◆ Input data ◆
□ □ □ □ □

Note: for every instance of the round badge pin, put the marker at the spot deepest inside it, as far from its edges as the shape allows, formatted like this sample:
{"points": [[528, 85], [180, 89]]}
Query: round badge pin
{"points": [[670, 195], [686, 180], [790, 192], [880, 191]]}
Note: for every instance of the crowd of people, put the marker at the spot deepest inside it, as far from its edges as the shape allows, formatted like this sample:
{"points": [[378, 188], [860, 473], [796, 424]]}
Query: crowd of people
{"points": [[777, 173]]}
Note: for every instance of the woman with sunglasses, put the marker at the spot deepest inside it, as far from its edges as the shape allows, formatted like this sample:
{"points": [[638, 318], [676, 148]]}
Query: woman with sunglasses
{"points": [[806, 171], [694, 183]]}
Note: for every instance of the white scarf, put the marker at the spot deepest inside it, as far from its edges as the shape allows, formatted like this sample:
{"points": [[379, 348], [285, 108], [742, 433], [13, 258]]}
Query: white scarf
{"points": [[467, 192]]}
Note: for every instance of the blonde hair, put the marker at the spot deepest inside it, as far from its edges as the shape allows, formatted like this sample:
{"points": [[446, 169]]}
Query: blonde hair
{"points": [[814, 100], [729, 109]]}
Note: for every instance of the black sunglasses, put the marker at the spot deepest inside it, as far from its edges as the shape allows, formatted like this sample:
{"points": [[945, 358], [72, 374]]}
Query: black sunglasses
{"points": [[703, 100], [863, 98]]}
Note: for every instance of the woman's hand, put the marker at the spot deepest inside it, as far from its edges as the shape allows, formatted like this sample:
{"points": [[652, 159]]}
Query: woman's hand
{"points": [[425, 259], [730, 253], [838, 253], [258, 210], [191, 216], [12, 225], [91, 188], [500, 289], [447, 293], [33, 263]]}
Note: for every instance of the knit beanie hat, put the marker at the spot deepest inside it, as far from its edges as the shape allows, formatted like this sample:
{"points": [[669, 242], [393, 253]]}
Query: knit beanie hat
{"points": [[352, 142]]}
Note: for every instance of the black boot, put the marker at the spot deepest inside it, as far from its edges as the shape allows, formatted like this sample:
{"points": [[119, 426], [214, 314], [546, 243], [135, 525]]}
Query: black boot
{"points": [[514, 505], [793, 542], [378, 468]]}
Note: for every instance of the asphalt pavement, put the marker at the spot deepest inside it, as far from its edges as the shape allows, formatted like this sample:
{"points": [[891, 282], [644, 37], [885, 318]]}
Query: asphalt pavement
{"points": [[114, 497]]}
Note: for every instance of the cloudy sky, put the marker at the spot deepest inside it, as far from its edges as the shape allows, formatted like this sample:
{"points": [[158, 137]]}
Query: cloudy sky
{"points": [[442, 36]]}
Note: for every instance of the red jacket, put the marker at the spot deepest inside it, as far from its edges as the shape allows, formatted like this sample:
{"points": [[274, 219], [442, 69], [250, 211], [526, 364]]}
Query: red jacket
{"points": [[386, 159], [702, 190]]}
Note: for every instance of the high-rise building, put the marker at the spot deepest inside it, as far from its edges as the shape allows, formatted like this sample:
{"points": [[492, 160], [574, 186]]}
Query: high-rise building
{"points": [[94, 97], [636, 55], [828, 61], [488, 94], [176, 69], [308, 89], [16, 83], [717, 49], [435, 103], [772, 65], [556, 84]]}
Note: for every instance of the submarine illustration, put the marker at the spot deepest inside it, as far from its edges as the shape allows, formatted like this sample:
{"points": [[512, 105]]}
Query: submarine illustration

□ □ □ □ □

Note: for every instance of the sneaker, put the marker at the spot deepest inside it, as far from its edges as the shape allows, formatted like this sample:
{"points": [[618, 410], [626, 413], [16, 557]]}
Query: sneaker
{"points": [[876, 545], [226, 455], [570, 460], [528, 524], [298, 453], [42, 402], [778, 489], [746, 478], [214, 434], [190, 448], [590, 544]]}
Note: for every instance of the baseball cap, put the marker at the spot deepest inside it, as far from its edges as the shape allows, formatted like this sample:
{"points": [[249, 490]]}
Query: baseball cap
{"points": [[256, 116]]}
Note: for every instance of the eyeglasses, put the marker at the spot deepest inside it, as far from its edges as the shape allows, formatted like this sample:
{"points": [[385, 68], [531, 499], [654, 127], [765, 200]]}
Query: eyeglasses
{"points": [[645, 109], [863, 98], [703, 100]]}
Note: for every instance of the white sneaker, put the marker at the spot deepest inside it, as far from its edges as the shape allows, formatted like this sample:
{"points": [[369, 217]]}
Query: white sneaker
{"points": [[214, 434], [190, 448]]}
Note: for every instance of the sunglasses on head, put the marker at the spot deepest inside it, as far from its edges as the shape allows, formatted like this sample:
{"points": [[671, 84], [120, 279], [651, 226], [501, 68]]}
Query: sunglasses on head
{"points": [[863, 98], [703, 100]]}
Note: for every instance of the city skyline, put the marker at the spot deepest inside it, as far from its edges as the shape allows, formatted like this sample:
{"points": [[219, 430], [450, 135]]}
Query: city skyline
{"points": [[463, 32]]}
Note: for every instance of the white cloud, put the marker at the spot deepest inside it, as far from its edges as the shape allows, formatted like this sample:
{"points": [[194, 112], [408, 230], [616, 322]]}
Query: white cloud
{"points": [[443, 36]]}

□ □ □ □ □

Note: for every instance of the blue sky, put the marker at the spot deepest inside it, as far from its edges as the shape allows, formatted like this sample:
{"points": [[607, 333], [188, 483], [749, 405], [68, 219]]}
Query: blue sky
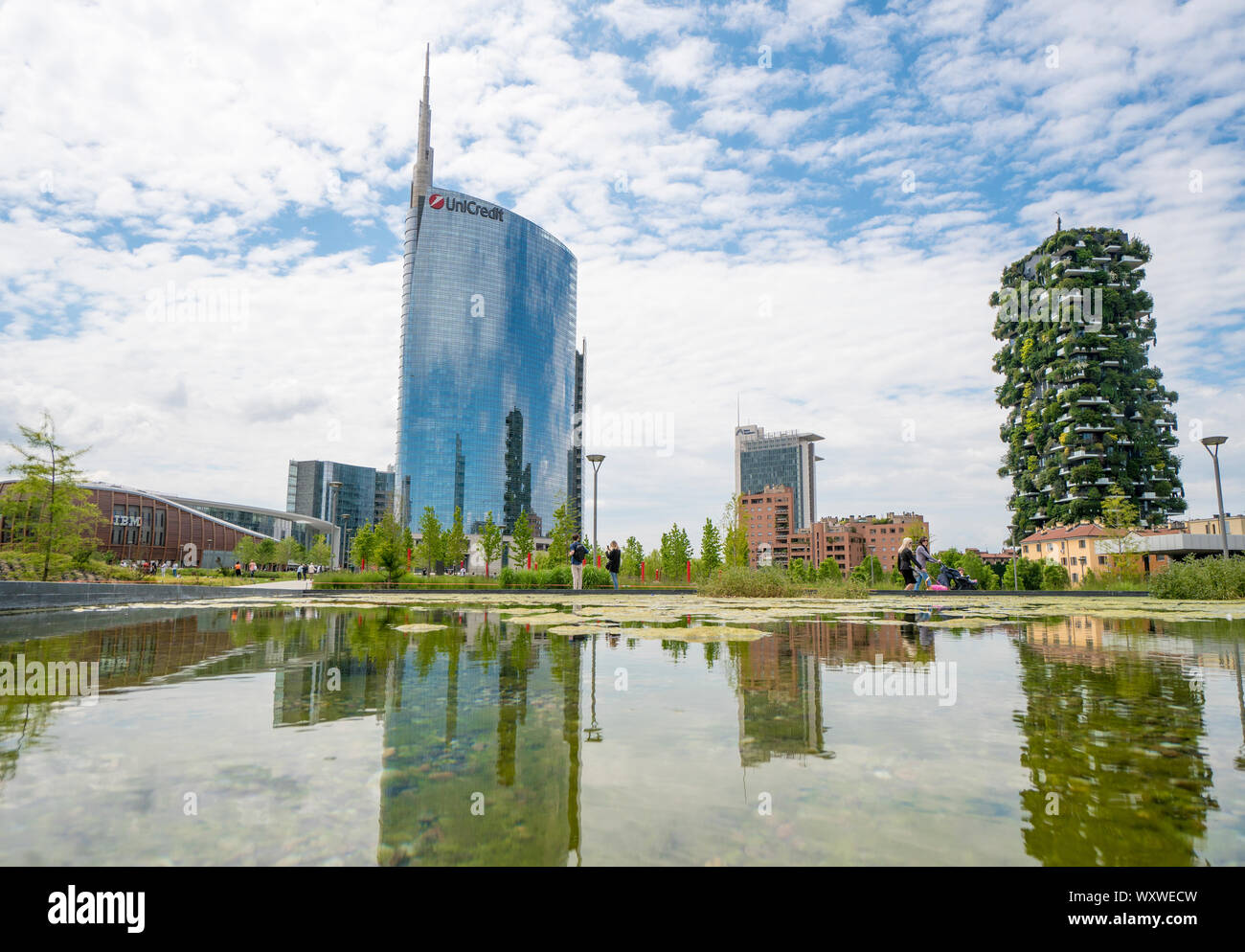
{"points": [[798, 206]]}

□ □ □ □ □

◆ Assignment ◆
Your task is to collect every line above that contains the word "illustration".

◆ Output of the exercise ◆
Note: for every instance of the submarine illustration, put the marker at the spot deepest inside it, as far from its edges as the shape allows, formatted like this sample:
Query: submarine illustration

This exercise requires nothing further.